Teks Latihan ->
☆ ☆ ☆

Wasiat dan Syair Pembelaan Abu Thalib kepada Nabi Muhammad,

Wasiat dan Syair Pembelaan Abu Thalib kepada Nabi Muhammad,
Ilustrasi/Ist
JAUH sebelum kenabian, Abu Thalib sudah mendapat bocoran bahwa keponakannya, Muhammad, adalah Rasul akhir zaman. Ini terjadi ketika Abu Thalib mengajak Muhammad dalam ekspedisi dagang ke Syam bersama kafilah Quraisy. Kala itu, Muhammad masih berumur 12 tahun. 

Kafilah tersebut bertemu dengan Buhaira. Menurut sejumlah peneliti, pertemuan antara Abu Thalib dan Muhammad dengan rahib atau pendeta Buhaira itu terjadi di dalam kuil pendeta Buhaira yang ada di Busra. Di tempat ini, terdapat sebuah tempat ibadah (gereja) yang diyakini banyak orang sebagai gereja Buhaira. Tempat tersebut berada di dekat kawasan Roman Theatre, yang dibangun pada masa pemerintah Romawi (Rum), oleh kaisar Julianus pada tahun 513-512 sebelum Masehi (SM).

Kala itu Buhaira melihat tanda-tanda kenabian pada Muhammad. ''Apa hubunganmu dengan anak kecil itu?'' tanya pendeta ini kepada Abu Thalib.

☆ ☆ ☆

Kumpulan Tugas ->
• A. Ketik ulang bagian teks tentang Abu Thalib mulai dari "Kafilah tersebut bertemu" sampai dengan "sebelum Masehi (SM).".
• B. Jawablah pertanyaan berikut berdasarkan teks tentang Abu Thalib.
(i) Ke negeri mana Abu Thalib mengajak Muhammad dalam ekspedisi dagang bersama kafilah Quraisy?
(ii) Di kota mana kuil pendeta Buhaira berada menurut sejumlah peneliti?
(iii) Apa yang dilihat Buhaira pada diri Muhammad?

☆ ☆ ☆

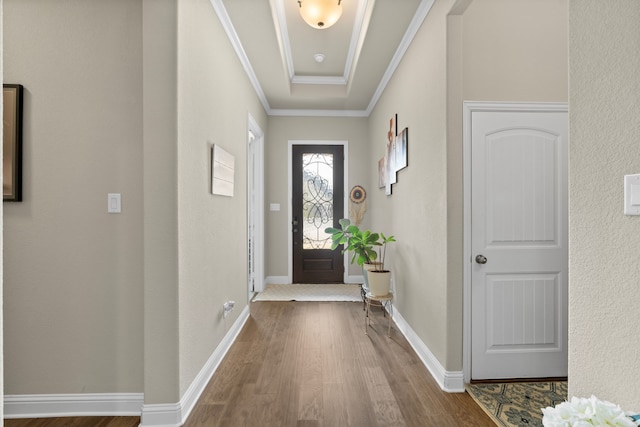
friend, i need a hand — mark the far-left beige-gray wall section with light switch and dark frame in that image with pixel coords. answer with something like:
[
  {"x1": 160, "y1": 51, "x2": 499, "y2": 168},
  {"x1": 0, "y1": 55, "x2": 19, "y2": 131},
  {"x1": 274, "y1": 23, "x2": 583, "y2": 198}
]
[{"x1": 3, "y1": 0, "x2": 143, "y2": 394}]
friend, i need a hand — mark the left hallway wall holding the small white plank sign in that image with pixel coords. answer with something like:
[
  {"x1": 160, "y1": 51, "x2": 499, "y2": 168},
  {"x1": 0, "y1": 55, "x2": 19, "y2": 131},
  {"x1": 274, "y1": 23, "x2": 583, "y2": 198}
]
[{"x1": 177, "y1": 0, "x2": 267, "y2": 395}]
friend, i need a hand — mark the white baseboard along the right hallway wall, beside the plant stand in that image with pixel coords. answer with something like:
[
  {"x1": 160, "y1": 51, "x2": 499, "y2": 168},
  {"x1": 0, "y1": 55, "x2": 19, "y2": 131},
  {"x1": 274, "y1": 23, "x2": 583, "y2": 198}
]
[{"x1": 393, "y1": 306, "x2": 464, "y2": 393}]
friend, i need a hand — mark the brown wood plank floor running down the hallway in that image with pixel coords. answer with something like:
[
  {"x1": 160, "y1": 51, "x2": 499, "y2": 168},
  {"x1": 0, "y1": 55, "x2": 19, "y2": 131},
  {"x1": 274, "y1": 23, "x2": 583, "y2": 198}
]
[{"x1": 5, "y1": 301, "x2": 495, "y2": 427}]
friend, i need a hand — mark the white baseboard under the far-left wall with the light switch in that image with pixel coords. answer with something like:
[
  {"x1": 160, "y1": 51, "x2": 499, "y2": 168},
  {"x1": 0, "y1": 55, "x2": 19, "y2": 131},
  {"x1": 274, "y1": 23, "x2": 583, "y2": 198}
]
[{"x1": 4, "y1": 393, "x2": 144, "y2": 418}]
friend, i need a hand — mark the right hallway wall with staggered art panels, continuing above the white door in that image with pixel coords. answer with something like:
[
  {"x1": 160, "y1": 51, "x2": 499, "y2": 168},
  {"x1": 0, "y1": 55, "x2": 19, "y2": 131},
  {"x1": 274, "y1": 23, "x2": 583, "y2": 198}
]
[{"x1": 368, "y1": 0, "x2": 568, "y2": 371}]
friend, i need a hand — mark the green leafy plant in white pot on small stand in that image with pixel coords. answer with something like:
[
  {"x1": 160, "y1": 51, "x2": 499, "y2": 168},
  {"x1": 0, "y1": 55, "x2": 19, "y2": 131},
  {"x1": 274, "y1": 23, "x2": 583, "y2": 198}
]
[{"x1": 325, "y1": 218, "x2": 396, "y2": 295}]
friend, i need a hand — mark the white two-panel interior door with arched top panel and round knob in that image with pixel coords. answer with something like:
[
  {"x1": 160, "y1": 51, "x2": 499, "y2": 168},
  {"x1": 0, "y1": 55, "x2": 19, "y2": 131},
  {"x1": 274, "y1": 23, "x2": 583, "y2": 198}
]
[{"x1": 471, "y1": 111, "x2": 568, "y2": 379}]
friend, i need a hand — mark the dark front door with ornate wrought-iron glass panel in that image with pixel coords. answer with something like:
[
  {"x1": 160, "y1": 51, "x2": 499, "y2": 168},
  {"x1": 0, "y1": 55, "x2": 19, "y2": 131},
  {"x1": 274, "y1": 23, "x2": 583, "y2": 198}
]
[{"x1": 291, "y1": 145, "x2": 344, "y2": 283}]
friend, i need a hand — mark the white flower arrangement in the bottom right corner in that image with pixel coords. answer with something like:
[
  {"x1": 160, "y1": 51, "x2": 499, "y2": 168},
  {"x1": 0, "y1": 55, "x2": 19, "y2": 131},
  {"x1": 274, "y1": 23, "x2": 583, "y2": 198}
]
[{"x1": 542, "y1": 396, "x2": 638, "y2": 427}]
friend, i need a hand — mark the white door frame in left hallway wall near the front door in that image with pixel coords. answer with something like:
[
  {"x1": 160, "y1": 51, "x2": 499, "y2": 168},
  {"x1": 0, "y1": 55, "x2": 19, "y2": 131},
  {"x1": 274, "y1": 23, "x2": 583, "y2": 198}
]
[{"x1": 247, "y1": 113, "x2": 265, "y2": 297}]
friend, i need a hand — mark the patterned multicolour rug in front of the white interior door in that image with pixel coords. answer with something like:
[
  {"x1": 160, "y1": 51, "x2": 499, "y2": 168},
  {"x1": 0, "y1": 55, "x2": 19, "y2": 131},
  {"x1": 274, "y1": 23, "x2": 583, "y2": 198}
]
[{"x1": 467, "y1": 381, "x2": 567, "y2": 427}]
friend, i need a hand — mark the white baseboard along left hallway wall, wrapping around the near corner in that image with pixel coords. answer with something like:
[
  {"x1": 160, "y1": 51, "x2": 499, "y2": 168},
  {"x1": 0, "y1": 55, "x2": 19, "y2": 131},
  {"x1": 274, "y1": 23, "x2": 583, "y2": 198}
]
[{"x1": 140, "y1": 305, "x2": 249, "y2": 427}]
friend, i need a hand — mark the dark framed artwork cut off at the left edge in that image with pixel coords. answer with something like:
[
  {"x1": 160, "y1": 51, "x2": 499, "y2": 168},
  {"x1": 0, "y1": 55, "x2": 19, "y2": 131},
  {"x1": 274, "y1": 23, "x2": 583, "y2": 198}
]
[{"x1": 2, "y1": 84, "x2": 23, "y2": 202}]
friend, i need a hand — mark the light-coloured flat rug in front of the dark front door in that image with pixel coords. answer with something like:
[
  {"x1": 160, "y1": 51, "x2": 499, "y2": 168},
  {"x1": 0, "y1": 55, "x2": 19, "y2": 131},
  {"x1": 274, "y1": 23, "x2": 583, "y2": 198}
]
[{"x1": 253, "y1": 284, "x2": 362, "y2": 301}]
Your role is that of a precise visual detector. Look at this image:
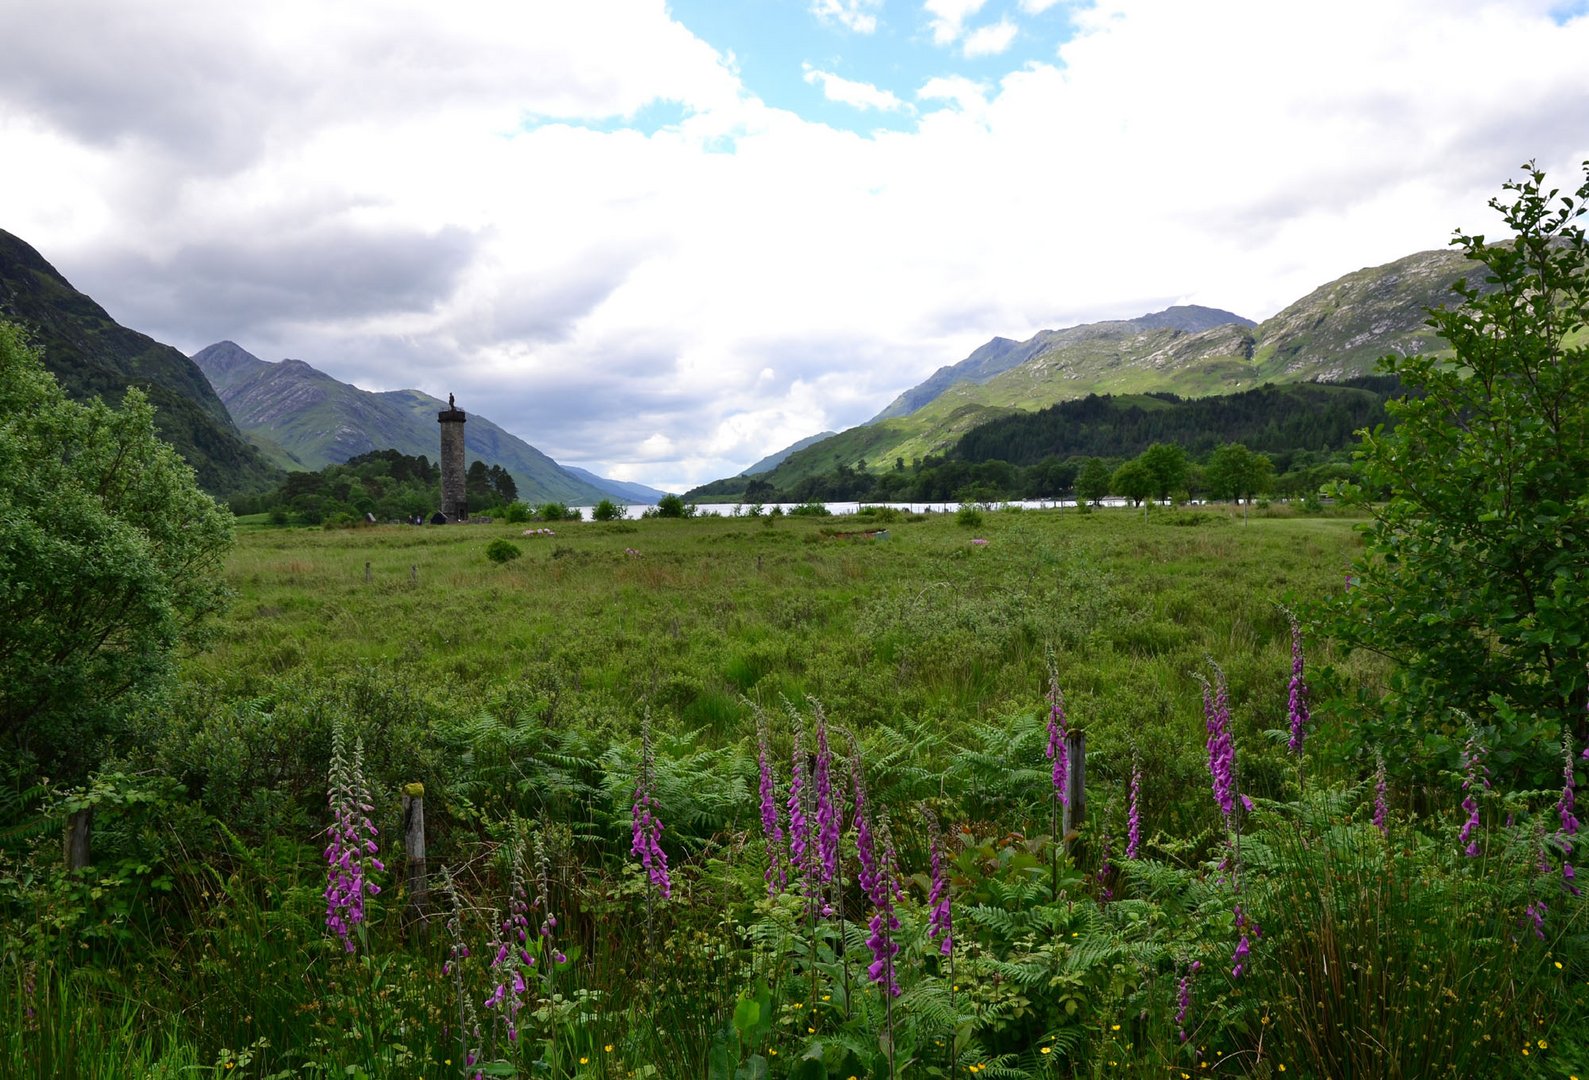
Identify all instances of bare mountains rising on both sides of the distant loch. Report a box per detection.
[0,222,1484,503]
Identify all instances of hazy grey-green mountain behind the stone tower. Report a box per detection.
[194,341,620,503]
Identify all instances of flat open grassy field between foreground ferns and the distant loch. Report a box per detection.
[192,508,1355,756]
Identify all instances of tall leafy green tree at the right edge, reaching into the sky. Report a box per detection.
[1322,162,1589,785]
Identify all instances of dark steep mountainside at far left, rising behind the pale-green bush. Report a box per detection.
[0,230,280,496]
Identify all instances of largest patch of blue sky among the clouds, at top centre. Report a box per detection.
[669,0,1074,133]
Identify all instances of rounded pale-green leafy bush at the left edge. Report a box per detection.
[0,322,232,780]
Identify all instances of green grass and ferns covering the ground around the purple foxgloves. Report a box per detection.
[0,508,1589,1080]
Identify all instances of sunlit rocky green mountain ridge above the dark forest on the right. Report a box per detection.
[691,244,1483,497]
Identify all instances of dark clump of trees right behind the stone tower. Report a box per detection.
[232,449,518,526]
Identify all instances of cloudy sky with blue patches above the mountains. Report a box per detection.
[0,0,1589,491]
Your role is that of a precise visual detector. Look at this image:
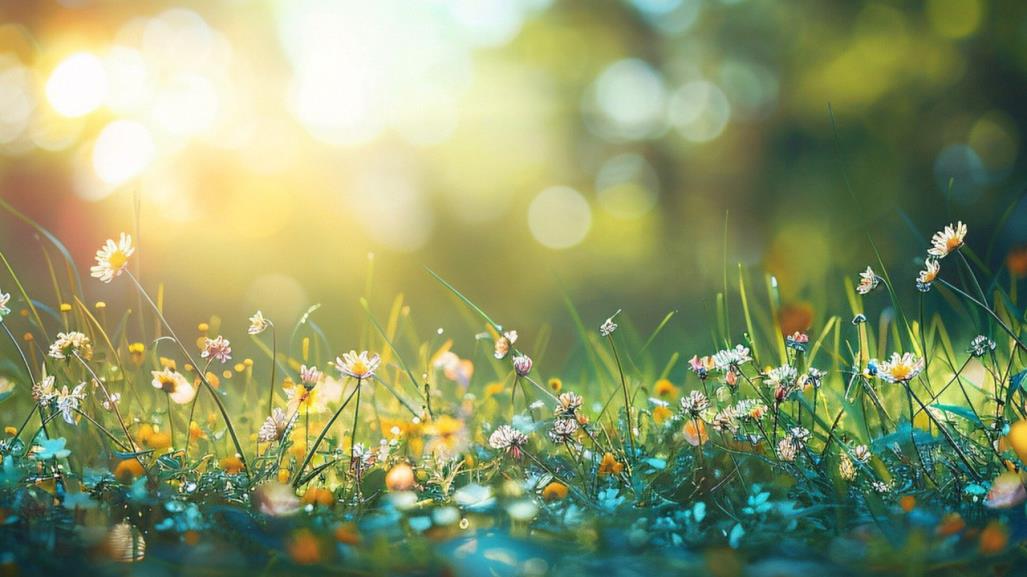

☆ ☆ ☆

Hasil Latihan ->
• A.
Kafilah tersebut bertemu dengan Buhaira. Menurut sejumlah peneliti, pertemuan antara Abu Thalib dan Muhammad dengan rahib atau pendeta Buhaira itu terjadi di dalam kuil pendeta Buhaira yang ada di Busra. Di tempat ini, terdapat sebuah tempat ibadah (gereja) yang diyakini banyak orang sebagai gereja Buhaira. Tempat tersebut berada di dekat kawasan Roman Theatre, yang dibangun pada masa pemerintah Romawi (Rum), oleh kaisar Julianus pada tahun 513-512 sebelum Masehi (SM).

• B.
(i) Syam.
(ii) Busra.
(iii) Tanda-tanda kenabian.